Supplied information Block Start

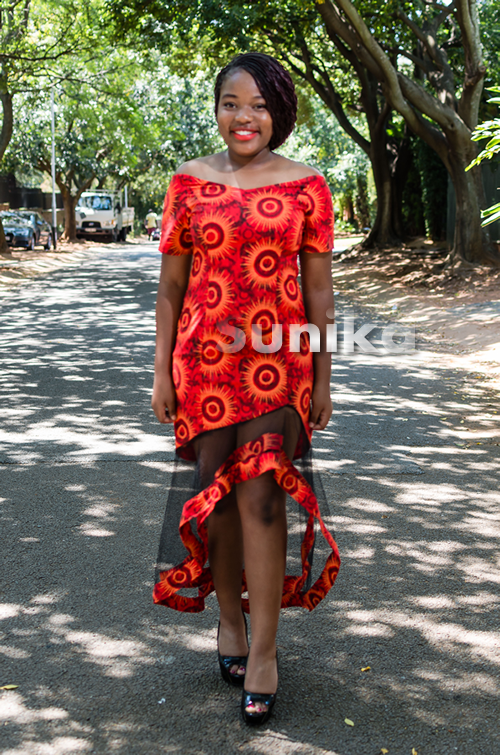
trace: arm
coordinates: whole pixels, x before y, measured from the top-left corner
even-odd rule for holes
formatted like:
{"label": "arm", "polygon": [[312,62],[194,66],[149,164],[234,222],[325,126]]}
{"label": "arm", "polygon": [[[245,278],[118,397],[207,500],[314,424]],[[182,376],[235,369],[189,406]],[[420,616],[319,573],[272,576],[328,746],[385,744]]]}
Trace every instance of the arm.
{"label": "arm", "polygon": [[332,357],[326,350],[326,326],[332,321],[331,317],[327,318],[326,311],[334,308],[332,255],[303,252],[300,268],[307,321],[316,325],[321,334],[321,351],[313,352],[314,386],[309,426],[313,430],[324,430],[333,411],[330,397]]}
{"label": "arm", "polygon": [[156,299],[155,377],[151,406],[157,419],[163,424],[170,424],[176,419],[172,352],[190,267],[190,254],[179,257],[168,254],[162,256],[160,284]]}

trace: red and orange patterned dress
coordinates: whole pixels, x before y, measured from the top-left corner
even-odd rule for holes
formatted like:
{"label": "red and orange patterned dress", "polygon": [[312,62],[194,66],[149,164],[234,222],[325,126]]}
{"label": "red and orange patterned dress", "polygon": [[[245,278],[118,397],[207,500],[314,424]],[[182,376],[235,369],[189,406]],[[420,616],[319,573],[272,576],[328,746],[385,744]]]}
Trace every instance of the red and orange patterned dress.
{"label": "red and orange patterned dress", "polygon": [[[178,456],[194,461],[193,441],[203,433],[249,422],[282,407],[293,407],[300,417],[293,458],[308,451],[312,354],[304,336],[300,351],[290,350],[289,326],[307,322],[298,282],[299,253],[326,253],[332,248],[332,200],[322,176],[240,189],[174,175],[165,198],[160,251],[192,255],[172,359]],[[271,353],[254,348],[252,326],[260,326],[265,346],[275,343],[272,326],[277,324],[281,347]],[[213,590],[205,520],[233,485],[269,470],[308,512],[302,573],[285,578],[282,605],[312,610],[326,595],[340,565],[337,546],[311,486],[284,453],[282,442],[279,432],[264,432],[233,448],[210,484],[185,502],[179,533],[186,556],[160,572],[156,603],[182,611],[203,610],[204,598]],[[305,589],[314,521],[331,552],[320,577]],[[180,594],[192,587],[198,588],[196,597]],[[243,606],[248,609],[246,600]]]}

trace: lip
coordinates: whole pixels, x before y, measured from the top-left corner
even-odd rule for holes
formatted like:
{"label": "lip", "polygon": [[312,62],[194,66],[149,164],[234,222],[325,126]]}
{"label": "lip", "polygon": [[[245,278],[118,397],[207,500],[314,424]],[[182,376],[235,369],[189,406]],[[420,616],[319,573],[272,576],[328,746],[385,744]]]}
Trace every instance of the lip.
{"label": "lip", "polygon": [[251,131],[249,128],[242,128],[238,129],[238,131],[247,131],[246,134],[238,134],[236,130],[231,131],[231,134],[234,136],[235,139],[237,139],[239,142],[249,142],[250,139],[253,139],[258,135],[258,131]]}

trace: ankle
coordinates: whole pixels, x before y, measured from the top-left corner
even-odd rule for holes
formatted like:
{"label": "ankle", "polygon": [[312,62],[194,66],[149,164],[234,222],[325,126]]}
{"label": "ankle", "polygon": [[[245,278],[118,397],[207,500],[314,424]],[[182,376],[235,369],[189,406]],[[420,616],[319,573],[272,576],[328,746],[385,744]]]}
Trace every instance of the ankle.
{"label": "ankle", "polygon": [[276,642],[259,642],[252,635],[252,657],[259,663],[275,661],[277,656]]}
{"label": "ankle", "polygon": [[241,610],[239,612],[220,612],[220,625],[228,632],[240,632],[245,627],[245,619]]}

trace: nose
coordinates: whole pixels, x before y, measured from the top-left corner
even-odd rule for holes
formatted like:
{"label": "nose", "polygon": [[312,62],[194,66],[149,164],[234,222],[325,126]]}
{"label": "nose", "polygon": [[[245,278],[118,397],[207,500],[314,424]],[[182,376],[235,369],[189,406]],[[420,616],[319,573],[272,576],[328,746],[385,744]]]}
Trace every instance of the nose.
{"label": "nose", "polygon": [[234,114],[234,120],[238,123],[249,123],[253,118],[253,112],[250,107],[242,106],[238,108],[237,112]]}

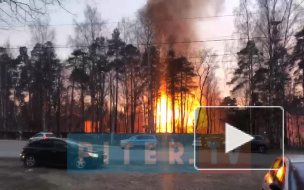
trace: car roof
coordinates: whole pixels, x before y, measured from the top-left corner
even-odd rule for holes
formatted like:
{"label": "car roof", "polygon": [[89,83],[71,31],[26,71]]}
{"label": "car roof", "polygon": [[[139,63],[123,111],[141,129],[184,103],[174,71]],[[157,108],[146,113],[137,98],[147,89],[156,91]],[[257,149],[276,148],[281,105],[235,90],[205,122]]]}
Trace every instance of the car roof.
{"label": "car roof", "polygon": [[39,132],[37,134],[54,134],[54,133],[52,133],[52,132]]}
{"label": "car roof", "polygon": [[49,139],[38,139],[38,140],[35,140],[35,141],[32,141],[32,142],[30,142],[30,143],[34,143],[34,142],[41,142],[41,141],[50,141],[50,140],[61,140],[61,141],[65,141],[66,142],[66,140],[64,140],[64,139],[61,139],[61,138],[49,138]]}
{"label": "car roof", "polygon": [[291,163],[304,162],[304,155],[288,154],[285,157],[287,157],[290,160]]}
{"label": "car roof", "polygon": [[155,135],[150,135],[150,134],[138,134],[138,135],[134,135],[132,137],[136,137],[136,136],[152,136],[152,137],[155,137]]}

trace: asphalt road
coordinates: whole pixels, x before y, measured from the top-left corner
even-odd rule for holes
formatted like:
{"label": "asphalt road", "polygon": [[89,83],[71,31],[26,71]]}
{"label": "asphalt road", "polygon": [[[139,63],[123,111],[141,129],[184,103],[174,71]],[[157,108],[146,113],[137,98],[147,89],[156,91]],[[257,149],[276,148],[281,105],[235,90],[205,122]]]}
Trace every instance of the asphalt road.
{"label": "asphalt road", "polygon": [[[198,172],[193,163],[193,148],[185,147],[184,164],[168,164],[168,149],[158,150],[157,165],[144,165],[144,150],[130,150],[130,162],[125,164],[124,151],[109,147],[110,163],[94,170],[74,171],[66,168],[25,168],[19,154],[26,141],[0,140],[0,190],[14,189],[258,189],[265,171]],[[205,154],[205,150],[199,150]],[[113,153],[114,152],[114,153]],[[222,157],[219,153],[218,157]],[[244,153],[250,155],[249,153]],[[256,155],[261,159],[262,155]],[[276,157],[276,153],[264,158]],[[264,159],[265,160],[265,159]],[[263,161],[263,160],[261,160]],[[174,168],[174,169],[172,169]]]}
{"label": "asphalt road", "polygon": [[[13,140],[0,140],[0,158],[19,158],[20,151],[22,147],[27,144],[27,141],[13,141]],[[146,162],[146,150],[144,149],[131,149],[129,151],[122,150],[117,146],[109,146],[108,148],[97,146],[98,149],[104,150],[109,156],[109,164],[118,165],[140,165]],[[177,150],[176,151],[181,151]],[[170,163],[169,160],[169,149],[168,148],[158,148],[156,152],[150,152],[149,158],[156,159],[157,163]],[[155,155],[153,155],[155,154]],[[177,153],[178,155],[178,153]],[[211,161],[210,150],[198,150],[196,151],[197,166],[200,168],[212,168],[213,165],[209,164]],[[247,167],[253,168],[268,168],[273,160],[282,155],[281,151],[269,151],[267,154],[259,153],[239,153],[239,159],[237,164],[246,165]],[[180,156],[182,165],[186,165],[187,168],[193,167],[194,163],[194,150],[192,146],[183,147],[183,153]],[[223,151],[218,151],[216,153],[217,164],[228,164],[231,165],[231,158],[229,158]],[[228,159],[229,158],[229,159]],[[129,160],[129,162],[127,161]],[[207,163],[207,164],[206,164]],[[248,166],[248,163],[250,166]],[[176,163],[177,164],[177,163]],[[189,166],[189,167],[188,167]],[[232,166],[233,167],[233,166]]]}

Supplied information Block End

What is being asked:
Before copying, set the pictures aside; then give the records again exactly.

Task solution:
trace: arm
coordinates: whole pixels, x before y, measured from the top-left corner
even-odd rule for holes
formatted like:
{"label": "arm", "polygon": [[312,62],[194,66],[149,164],[234,222],[325,126]]}
{"label": "arm", "polygon": [[[245,278],[118,397],[207,500],[314,424]],[[182,376],[235,369],[189,406]],[[420,616],[319,573],[272,576],[328,746],[385,744]]]}
Trace every instance of the arm.
{"label": "arm", "polygon": [[332,357],[326,350],[326,326],[332,321],[331,317],[327,318],[326,311],[334,308],[332,255],[303,252],[300,268],[307,321],[316,325],[321,334],[321,351],[313,352],[314,386],[309,426],[313,430],[324,430],[333,411],[330,397]]}
{"label": "arm", "polygon": [[156,299],[155,377],[151,406],[157,419],[163,424],[170,424],[176,419],[172,352],[190,267],[190,254],[179,257],[168,254],[162,256],[160,284]]}

trace: red and orange patterned dress
coordinates: whole pixels, x before y, measured from the top-left corner
even-odd rule for holes
formatted like:
{"label": "red and orange patterned dress", "polygon": [[312,62],[194,66],[149,164],[234,222],[325,126]]}
{"label": "red and orange patterned dress", "polygon": [[[245,278],[118,397],[207,500],[314,424]],[[182,376],[235,369],[189,406]],[[420,616],[319,573],[272,576],[328,746],[385,744]]]}
Trace every instance of the red and orange patterned dress.
{"label": "red and orange patterned dress", "polygon": [[[178,456],[194,461],[193,441],[203,433],[249,422],[282,407],[293,407],[300,417],[293,458],[308,451],[312,354],[304,336],[300,351],[290,350],[289,326],[307,322],[298,282],[299,253],[326,253],[332,248],[332,200],[322,176],[240,189],[174,175],[165,198],[160,251],[192,255],[172,359]],[[271,353],[254,348],[252,326],[260,326],[265,346],[275,343],[272,326],[277,324],[281,347]],[[213,590],[205,520],[233,485],[269,470],[308,512],[302,573],[285,578],[282,605],[312,610],[326,595],[340,565],[337,546],[311,486],[284,453],[282,442],[279,432],[264,432],[233,448],[210,484],[185,502],[179,533],[186,556],[160,572],[156,603],[182,611],[203,610],[204,598]],[[305,589],[314,521],[331,552],[320,577]],[[180,594],[192,587],[198,588],[196,597]],[[243,606],[248,609],[246,600]]]}

trace: lip
coordinates: whole pixels, x before y, measured from the top-left corner
even-odd rule for holes
formatted like:
{"label": "lip", "polygon": [[312,62],[194,66],[149,164],[234,222],[325,126]]}
{"label": "lip", "polygon": [[[245,278],[118,397],[207,500],[314,424]],[[182,376],[235,369],[189,406]],[[420,616],[319,573],[272,576],[328,746],[385,744]]]}
Trace every instance of the lip.
{"label": "lip", "polygon": [[251,131],[249,128],[242,128],[238,129],[238,131],[247,131],[246,134],[238,134],[236,130],[231,131],[231,134],[234,136],[235,139],[237,139],[239,142],[249,142],[250,139],[253,139],[258,135],[258,131]]}

trace: ankle
coordinates: whole pixels, x before y, measured from the top-left corner
even-odd rule for holes
formatted like:
{"label": "ankle", "polygon": [[312,62],[194,66],[149,164],[234,222],[325,126]]}
{"label": "ankle", "polygon": [[[245,278],[118,397],[207,500],[314,424]],[[182,376],[235,369],[189,406]],[[420,616],[319,573],[272,576],[328,746],[385,744]]]}
Trace every instance of the ankle.
{"label": "ankle", "polygon": [[276,642],[259,642],[252,635],[252,657],[259,663],[275,661],[277,656]]}
{"label": "ankle", "polygon": [[241,610],[239,612],[220,612],[220,625],[228,632],[240,632],[245,627],[245,619]]}

trace: nose
coordinates: whole pixels, x before y, measured from the top-left corner
even-odd rule for holes
formatted like:
{"label": "nose", "polygon": [[312,62],[194,66],[149,164],[234,222],[325,126]]}
{"label": "nose", "polygon": [[[245,278],[118,397],[207,500],[314,424]],[[182,376],[235,369],[189,406]],[[420,616],[319,573],[272,576],[328,746],[385,744]]]}
Trace every instance of the nose.
{"label": "nose", "polygon": [[234,114],[234,120],[238,123],[249,123],[253,118],[253,112],[250,107],[242,106],[238,108],[237,112]]}

trace: car roof
coordinates: whole pixels, x before y, measured from the top-left corner
even-odd rule for holes
formatted like:
{"label": "car roof", "polygon": [[89,83],[71,31],[26,71]]}
{"label": "car roof", "polygon": [[[139,63],[123,111],[141,129],[184,103],[174,71]],[[157,108],[146,113],[137,98],[147,89],[156,91]],[[257,149],[276,148],[281,105],[235,90],[205,122]]]}
Trace every instance of the car roof.
{"label": "car roof", "polygon": [[39,132],[37,134],[54,134],[54,133],[52,133],[52,132]]}
{"label": "car roof", "polygon": [[49,139],[38,139],[38,140],[35,140],[35,141],[32,141],[32,142],[30,142],[30,143],[34,143],[34,142],[41,142],[41,141],[50,141],[50,140],[61,140],[61,141],[65,141],[66,142],[66,140],[64,140],[64,139],[61,139],[61,138],[49,138]]}
{"label": "car roof", "polygon": [[291,163],[304,162],[304,155],[288,154],[285,157],[287,157],[290,160]]}
{"label": "car roof", "polygon": [[155,135],[150,135],[150,134],[138,134],[138,135],[134,135],[132,137],[136,137],[136,136],[152,136],[152,137],[155,137]]}

trace: asphalt road
coordinates: whole pixels, x before y, measured from the top-left corner
even-odd rule for holes
formatted like:
{"label": "asphalt road", "polygon": [[89,83],[71,31],[26,71]]}
{"label": "asphalt road", "polygon": [[[139,63],[123,111],[141,129],[184,103],[174,71]],[[157,108],[146,113],[137,98],[147,89],[156,91]],[[257,149],[276,148],[281,105],[235,90],[205,122]]]}
Trace every instance of the asphalt road.
{"label": "asphalt road", "polygon": [[[198,172],[193,163],[193,148],[185,147],[184,164],[168,164],[168,149],[158,150],[157,165],[144,165],[144,150],[130,150],[130,162],[125,164],[124,151],[109,147],[110,163],[94,170],[74,171],[66,168],[25,168],[19,154],[26,141],[0,140],[0,190],[14,189],[258,189],[265,171]],[[205,154],[205,150],[199,150]],[[113,153],[114,152],[114,153]],[[222,157],[219,153],[218,157]],[[244,153],[250,155],[249,153]],[[256,155],[261,159],[262,155]],[[276,157],[276,153],[264,158]],[[264,159],[265,160],[265,159]],[[263,161],[263,160],[261,160]],[[174,168],[174,169],[172,169]]]}
{"label": "asphalt road", "polygon": [[[13,140],[0,140],[0,158],[19,158],[20,151],[22,147],[27,144],[27,141],[13,141]],[[146,162],[146,150],[144,149],[131,149],[129,151],[122,150],[117,146],[109,146],[108,148],[97,146],[98,149],[104,150],[109,156],[109,164],[118,165],[140,165]],[[177,150],[176,151],[181,151]],[[170,163],[169,160],[169,149],[168,148],[158,148],[156,152],[150,152],[149,158],[156,159],[157,163]],[[155,155],[153,155],[155,154]],[[177,153],[178,155],[178,153]],[[211,161],[210,150],[198,150],[196,151],[197,166],[200,168],[212,168],[213,165],[209,164]],[[247,167],[253,168],[268,168],[273,160],[282,155],[281,151],[269,151],[267,154],[259,153],[239,153],[239,159],[237,164],[246,165]],[[180,156],[182,165],[186,165],[187,168],[193,167],[194,163],[194,150],[192,146],[183,147],[183,153]],[[223,151],[218,151],[216,153],[217,164],[228,164],[231,165],[231,158],[229,158]],[[228,159],[229,158],[229,159]],[[129,160],[129,162],[127,161]],[[207,163],[207,164],[206,164]],[[248,166],[248,163],[250,166]],[[176,163],[177,164],[177,163]],[[189,166],[189,167],[188,167]],[[232,166],[233,167],[233,166]]]}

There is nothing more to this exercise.